Report every line in the rows below that contains the word "coordinates", copying each such line in full.

++++ Data ++++

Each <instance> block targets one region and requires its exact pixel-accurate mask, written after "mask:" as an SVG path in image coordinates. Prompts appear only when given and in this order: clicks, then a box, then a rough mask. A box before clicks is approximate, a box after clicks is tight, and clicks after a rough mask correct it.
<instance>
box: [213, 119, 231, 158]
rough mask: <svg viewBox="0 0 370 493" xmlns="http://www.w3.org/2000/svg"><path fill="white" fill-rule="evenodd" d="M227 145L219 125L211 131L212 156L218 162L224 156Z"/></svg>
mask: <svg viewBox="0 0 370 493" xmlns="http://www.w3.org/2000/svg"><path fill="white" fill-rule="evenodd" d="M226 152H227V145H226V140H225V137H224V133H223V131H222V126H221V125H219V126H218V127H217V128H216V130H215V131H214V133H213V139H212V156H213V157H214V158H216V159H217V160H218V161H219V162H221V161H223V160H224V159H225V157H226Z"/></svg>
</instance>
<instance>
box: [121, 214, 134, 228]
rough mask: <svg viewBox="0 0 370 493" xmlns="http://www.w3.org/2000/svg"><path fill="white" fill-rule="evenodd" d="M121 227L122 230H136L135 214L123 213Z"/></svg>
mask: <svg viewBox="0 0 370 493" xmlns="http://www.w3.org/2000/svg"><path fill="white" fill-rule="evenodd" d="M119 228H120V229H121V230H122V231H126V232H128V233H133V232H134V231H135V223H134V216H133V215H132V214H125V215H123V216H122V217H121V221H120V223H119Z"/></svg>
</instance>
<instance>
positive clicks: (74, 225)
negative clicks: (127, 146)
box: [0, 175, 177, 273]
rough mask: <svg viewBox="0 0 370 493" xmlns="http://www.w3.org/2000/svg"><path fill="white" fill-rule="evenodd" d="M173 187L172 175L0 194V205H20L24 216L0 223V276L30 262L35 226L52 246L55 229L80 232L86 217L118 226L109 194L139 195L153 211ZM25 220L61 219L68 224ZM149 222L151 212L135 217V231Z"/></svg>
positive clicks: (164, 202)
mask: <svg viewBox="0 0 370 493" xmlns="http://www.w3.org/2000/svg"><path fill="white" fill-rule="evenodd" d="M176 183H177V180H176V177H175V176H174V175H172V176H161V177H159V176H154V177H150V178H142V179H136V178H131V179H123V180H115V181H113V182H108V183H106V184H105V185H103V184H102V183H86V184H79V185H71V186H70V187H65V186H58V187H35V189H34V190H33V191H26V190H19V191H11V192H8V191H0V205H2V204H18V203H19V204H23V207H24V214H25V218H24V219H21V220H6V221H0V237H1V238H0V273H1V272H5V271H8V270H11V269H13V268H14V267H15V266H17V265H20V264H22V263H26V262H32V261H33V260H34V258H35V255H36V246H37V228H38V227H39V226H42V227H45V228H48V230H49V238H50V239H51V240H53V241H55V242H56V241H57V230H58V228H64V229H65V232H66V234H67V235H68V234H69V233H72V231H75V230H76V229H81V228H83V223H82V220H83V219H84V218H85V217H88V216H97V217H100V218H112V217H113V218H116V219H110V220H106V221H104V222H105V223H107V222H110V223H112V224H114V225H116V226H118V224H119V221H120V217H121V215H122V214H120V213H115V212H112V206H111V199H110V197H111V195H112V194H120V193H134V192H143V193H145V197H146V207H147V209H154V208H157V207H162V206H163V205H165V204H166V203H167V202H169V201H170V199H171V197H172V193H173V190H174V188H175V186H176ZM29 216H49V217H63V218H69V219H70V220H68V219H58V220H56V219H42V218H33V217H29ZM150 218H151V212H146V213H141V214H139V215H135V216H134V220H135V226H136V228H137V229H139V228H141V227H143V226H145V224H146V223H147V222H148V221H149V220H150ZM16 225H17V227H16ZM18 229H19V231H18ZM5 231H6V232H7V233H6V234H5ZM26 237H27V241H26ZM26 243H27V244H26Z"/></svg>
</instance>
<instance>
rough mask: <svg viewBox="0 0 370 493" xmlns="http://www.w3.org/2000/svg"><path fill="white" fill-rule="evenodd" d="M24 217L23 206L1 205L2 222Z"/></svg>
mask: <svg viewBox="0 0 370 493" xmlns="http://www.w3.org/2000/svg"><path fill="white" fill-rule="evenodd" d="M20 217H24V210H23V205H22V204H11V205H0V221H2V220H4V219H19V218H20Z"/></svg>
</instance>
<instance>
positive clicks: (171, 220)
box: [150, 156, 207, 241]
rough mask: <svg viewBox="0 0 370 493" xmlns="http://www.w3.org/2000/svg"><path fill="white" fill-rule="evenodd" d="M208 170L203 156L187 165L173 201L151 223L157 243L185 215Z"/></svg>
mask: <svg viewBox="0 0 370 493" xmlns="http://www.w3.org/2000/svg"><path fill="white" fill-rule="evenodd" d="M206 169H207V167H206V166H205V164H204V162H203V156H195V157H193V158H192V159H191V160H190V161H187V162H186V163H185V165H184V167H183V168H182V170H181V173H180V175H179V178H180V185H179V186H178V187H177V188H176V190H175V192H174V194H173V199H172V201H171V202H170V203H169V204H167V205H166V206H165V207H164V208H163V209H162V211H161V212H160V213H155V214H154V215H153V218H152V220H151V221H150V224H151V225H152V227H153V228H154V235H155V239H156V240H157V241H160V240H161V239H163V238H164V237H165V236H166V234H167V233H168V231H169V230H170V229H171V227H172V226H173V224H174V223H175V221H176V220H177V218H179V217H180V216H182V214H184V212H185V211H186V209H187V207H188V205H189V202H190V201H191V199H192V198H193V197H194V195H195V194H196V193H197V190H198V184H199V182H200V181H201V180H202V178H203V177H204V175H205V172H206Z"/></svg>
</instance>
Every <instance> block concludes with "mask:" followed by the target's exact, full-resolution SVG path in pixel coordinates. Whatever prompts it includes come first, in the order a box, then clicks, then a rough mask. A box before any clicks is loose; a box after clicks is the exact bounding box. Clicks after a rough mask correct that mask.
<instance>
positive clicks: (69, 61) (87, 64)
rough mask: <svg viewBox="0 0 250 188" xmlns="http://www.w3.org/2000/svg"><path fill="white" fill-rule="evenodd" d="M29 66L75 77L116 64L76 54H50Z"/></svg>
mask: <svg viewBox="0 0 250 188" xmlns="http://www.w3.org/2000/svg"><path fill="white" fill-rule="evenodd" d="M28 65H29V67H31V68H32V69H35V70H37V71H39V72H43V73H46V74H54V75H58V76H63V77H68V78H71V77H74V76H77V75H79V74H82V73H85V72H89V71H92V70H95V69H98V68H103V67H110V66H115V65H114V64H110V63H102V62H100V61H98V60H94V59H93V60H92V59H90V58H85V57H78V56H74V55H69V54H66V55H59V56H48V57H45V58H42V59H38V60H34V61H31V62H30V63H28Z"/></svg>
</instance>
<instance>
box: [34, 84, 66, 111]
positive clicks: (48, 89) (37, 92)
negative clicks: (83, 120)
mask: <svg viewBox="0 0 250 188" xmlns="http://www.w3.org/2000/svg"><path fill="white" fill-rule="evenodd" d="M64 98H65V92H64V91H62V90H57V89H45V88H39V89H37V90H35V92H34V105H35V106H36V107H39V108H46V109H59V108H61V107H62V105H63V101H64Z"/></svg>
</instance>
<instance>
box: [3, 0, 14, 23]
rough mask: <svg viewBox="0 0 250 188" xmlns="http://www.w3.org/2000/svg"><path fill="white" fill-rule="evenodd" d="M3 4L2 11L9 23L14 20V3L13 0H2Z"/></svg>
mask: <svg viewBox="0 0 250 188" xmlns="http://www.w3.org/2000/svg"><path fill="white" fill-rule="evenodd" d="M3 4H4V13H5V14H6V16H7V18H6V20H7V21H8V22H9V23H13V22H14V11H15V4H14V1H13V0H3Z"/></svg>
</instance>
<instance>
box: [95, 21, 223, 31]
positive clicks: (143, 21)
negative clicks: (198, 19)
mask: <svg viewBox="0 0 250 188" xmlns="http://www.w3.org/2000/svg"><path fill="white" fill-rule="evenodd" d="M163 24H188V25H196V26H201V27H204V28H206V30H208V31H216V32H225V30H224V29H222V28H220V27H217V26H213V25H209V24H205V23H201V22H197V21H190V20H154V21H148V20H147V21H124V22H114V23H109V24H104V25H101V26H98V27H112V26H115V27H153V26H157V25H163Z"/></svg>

++++

- Task answer -
Each <instance> block targets one region and requires its exact pixel-accurate mask, written after "mask:" as an SVG path in image coordinates. Prompts appear only when given and in this order: clicks, then a box, then a rough mask. A box before clicks is approximate, a box after clicks is tight, and clicks after a rough mask correct it.
Every <instance> block concludes with "mask:" followed by the target's exact, full-resolution SVG path in pixel coordinates. Whatever prompts it includes come first, in the order a box, then clicks, then a rough mask. A box before any clicks is loose; a box after clicks is the exact bounding box. Clicks after a rough mask correct that mask.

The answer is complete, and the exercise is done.